* **Provided text**
== Segment start ==

Objectives To determine whether baseline demographic, clinical, articular and laboratory variables predict methotrexate (MTX) poor response in polyarticular-course juvenile idiopathic arthritis.
Methods Patients newly treated for 6 months with MTX enrolled in the Paediatric Rheumatology International Trials Organization (PRINTO) MTX trial. Bivariate and logistic regression analyses were used to identify baseline predictors of poor response according to the American College of Rheumatology pediatric (ACR-ped) 30 and 70 criteria.
Results In all, 405/563 (71.9%) of patients were women; median age at onset and disease duration were 4.3 and 1.4 years, respectively, with anti-nuclear antibody (ANA) detected in 259/537 (48.2%) patients. With multivariate logistic regression analysis, the most important determinants of ACR-ped 70 non-responders were: disease duration >1.3 years (OR 1.93), ANA negativity (OR 1.77), Childhood Health Assessment Questionnaire (CHAQ) disability index>1.125 (OR 1.65) and the presence of right and left wrist activity (OR 1.55). Predictors of ACR-ped 30 non-responders were: ANA negativity (OR 1.92), CHAQ disability index>1.14 (OR 2.18) and a parent's evaluation of child's overall well-being ≤4.69 (OR 2.2).
Conclusion The subgroup of patients with longer disease duration, ANA negativity, higher disability and presence of wrist activity were significantly associated with a poorer response to a 6-month MTX course.

== Segment end ==

* **Data extract**
== Segment start ==

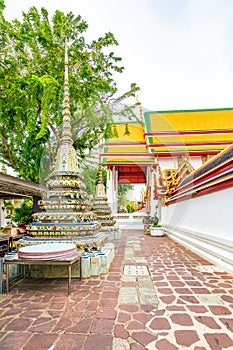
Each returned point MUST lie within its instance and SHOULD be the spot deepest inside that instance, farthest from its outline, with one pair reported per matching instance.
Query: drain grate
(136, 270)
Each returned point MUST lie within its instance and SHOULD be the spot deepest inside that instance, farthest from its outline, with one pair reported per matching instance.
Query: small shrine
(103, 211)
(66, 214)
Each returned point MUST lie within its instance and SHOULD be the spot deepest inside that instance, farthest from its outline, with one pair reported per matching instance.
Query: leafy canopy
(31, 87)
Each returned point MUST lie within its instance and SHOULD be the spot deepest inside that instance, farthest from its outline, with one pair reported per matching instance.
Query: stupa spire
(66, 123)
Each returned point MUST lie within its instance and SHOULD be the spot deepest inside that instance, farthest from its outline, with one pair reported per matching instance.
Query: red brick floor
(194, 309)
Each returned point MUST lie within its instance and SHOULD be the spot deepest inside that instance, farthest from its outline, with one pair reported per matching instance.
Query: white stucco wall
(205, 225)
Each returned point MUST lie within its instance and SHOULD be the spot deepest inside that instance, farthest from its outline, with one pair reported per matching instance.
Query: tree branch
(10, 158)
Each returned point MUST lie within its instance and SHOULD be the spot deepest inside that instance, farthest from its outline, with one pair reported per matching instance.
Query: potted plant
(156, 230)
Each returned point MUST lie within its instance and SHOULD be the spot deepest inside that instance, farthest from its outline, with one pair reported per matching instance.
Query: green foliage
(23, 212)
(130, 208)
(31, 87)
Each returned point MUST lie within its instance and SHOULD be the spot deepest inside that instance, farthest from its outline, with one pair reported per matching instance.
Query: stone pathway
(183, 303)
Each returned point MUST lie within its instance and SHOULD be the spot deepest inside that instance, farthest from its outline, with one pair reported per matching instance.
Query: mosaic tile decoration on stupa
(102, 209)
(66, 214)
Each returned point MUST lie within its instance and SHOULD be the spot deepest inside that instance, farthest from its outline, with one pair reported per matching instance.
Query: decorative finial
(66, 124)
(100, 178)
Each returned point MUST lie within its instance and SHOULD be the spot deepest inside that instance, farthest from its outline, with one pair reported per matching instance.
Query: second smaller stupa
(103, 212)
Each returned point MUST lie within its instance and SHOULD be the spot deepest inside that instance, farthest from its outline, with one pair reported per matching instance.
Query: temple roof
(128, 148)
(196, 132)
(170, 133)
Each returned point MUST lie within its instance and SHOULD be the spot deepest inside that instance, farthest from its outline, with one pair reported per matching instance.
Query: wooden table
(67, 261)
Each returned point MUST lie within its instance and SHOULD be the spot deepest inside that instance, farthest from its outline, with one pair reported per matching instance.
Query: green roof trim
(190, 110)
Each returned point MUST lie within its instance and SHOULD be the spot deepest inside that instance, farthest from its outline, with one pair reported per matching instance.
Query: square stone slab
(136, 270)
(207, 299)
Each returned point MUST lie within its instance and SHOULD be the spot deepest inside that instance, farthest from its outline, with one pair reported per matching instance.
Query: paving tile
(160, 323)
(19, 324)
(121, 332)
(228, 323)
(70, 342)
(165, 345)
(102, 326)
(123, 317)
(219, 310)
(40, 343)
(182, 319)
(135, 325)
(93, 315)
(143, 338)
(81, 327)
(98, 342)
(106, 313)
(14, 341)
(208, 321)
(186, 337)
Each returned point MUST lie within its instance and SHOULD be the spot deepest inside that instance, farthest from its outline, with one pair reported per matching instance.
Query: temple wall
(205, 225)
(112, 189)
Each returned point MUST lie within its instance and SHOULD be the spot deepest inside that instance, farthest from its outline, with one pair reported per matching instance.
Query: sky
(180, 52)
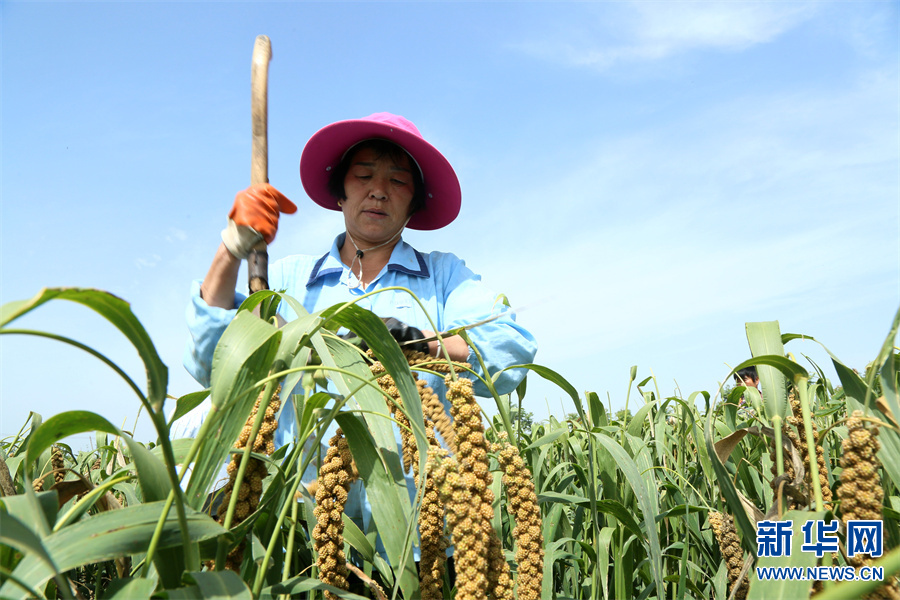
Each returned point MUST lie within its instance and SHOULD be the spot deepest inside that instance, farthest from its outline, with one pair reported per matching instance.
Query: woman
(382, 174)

== Segment end ==
== Segment start ==

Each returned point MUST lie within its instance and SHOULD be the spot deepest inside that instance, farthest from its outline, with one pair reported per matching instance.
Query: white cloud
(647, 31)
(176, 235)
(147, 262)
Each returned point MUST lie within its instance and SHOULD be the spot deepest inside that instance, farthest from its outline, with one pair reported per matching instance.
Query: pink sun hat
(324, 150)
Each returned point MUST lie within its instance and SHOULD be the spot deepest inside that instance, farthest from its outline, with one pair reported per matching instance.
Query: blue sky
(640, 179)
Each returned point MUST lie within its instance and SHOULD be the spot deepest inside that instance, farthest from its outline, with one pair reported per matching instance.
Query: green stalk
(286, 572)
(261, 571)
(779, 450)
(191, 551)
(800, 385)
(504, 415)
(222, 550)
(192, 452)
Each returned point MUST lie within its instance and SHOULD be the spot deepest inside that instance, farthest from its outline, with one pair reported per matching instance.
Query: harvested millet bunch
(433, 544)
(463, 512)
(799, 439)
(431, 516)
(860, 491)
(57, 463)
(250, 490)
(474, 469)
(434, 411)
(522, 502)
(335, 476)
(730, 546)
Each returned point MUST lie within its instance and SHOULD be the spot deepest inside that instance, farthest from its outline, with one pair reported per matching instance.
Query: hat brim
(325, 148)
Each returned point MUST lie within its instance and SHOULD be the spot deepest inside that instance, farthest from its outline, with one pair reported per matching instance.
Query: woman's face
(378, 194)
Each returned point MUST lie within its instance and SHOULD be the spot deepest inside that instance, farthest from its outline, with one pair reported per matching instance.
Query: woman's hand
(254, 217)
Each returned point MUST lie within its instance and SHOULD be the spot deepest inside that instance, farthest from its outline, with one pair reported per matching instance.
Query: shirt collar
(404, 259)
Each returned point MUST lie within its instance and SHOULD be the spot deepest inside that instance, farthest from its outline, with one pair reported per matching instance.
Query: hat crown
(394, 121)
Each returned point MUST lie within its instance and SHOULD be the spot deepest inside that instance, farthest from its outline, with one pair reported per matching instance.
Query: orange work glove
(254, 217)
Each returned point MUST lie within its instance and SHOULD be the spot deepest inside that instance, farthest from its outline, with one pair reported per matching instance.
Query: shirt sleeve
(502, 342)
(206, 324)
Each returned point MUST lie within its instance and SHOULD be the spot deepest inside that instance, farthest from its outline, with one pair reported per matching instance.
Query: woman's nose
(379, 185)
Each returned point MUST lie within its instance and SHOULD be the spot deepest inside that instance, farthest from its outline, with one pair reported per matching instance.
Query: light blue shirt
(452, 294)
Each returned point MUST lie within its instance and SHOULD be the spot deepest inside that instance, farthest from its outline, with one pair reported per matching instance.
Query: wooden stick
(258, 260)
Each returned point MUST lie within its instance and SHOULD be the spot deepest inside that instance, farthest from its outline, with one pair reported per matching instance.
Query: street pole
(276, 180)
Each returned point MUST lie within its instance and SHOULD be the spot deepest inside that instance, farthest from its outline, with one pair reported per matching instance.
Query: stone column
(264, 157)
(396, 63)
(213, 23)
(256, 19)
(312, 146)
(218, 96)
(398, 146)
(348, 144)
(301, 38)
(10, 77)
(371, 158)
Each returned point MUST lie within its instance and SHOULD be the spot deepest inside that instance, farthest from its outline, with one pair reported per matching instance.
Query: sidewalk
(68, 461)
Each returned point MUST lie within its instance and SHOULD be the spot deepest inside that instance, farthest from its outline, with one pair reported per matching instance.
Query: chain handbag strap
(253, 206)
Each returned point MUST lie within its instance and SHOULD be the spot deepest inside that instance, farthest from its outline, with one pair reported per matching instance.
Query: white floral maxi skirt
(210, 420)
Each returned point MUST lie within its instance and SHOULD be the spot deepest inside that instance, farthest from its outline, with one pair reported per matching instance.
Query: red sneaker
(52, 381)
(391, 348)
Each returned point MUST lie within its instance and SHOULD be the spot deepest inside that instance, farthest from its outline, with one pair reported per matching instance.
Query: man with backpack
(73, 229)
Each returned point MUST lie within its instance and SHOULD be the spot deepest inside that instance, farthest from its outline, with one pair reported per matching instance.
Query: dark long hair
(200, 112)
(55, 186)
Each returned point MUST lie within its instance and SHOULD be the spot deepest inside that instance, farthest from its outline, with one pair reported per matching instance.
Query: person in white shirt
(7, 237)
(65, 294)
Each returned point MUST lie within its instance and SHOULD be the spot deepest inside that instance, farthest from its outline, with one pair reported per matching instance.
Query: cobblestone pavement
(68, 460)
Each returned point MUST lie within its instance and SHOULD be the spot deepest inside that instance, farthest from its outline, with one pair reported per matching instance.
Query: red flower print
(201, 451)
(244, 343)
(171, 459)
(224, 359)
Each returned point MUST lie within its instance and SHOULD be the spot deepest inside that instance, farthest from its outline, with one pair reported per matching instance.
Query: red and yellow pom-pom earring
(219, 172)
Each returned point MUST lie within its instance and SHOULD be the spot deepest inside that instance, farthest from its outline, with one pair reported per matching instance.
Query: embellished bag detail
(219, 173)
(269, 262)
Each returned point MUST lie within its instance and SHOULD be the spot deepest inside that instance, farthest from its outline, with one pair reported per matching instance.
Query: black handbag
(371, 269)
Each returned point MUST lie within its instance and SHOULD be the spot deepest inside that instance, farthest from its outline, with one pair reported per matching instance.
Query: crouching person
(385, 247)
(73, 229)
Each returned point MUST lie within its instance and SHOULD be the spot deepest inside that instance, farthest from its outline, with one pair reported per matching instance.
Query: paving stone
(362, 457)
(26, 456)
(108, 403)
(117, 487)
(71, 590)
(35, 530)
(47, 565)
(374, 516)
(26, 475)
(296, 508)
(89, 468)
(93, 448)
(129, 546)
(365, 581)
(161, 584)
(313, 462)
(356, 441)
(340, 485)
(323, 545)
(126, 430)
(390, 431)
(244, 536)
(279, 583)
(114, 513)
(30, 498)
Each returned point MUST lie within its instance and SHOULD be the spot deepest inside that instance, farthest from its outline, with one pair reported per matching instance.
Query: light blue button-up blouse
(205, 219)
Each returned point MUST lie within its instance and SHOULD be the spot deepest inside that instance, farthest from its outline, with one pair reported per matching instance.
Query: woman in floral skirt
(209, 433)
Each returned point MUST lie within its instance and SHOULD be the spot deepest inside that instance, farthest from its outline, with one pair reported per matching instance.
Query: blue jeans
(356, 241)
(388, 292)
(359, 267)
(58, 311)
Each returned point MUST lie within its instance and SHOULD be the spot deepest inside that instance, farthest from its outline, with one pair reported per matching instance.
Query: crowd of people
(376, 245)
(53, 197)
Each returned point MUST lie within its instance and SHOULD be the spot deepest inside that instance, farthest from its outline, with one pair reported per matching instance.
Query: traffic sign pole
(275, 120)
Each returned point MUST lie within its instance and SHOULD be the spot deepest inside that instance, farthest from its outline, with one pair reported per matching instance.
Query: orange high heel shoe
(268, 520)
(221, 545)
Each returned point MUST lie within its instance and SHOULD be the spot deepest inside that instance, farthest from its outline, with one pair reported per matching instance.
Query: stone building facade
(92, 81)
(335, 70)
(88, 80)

== Segment end ==
== Segment start ==

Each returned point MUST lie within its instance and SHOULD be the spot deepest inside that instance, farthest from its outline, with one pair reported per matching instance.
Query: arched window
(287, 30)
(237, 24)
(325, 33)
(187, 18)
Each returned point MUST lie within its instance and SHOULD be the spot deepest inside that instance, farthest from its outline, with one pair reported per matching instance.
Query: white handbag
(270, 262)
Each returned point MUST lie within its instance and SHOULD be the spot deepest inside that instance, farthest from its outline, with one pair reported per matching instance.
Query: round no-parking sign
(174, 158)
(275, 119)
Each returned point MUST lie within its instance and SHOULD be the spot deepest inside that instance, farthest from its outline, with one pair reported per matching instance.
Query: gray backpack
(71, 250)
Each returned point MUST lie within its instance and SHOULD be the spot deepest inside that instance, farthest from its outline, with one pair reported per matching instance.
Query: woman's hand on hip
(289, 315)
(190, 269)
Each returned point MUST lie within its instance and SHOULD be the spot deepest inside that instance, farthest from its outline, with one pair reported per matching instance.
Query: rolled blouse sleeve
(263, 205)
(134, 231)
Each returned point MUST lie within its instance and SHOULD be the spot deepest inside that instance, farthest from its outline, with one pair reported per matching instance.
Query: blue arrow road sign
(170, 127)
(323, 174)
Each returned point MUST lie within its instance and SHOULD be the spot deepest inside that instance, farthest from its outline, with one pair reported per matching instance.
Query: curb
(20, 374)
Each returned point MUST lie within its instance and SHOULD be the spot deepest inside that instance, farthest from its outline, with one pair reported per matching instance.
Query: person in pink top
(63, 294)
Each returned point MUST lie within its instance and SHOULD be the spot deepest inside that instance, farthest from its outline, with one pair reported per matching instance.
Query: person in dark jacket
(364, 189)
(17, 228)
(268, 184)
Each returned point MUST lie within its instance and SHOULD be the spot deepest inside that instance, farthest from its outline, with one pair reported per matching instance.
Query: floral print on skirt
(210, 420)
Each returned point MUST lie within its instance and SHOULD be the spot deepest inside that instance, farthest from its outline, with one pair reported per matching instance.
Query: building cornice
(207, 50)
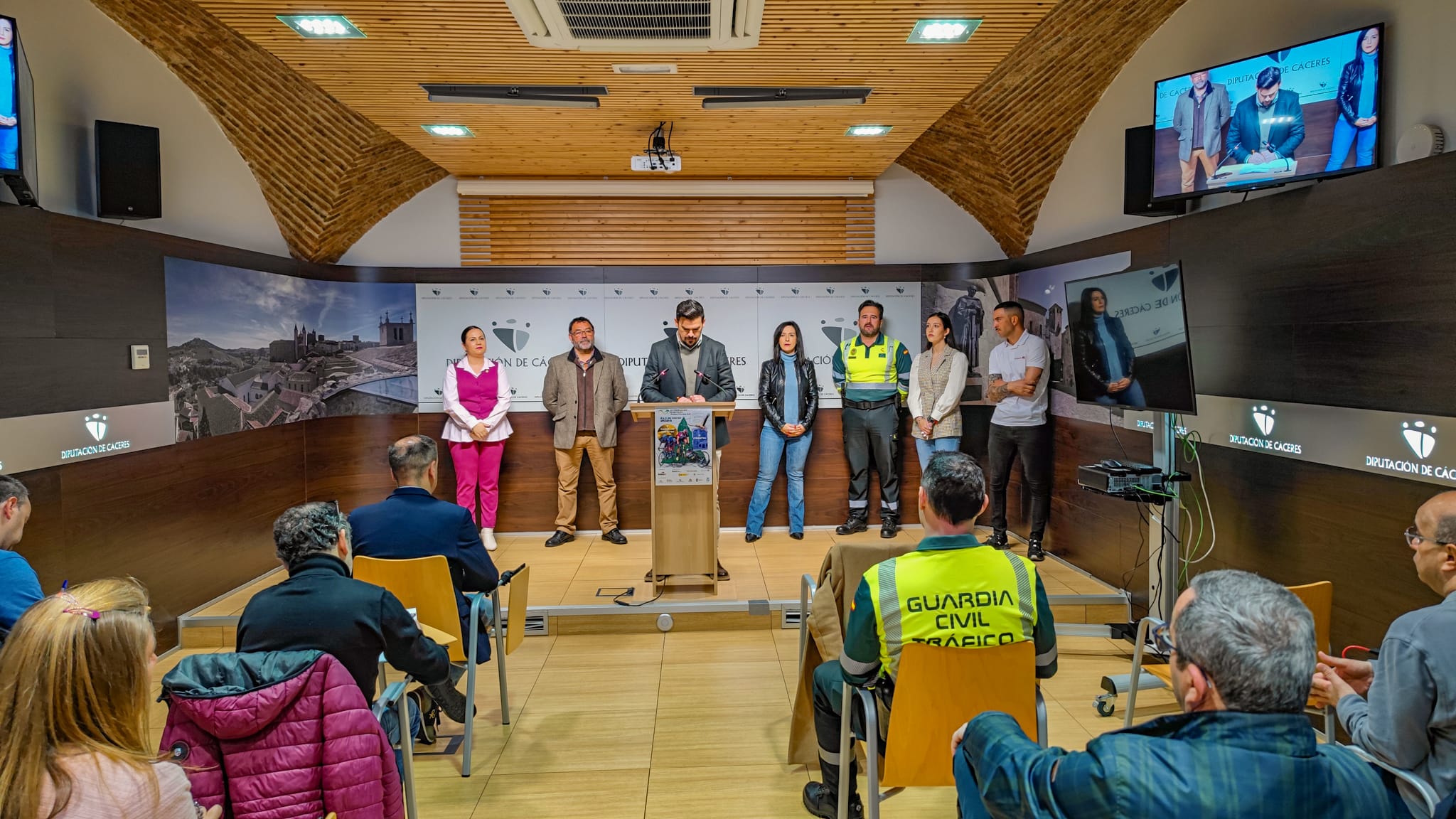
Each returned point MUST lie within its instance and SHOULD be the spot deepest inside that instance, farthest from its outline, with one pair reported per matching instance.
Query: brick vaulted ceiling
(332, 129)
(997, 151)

== Segment end ==

* **Actions to take**
(1) According to the methotrexate abstract, how many patients had anti-nuclear antibody detected?
(2) Output the passage of the methotrexate abstract that begins at the words "Objectives To determine" and stops after "and 70 criteria.".

* **Solutions to the tasks**
(1) 259 of 537 patients (48.2%).

(2)
Objectives To determine whether baseline demographic, clinical, articular and laboratory variables predict methotrexate (MTX) poor response in polyarticular-course juvenile idiopathic arthritis.
Methods Patients newly treated for 6 months with MTX enrolled in the Paediatric Rheumatology International Trials Organization (PRINTO) MTX trial. Bivariate and logistic regression analyses were used to identify baseline predictors of poor response according to the American College of Rheumatology pediatric (ACR-ped) 30 and 70 criteria.